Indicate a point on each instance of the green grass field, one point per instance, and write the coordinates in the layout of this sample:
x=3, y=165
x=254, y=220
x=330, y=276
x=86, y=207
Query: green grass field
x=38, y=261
○ ○ ○ ○ ○
» **What the task asks**
Change every "green grass field" in the entries to "green lawn" and repeat the entries with everything else unaltered.

» **Task response**
Indicate a point on each instance of the green lawn, one point per instance, and write the coordinates in the layout of this sample:
x=3, y=165
x=254, y=220
x=330, y=276
x=86, y=207
Query: green lawn
x=38, y=261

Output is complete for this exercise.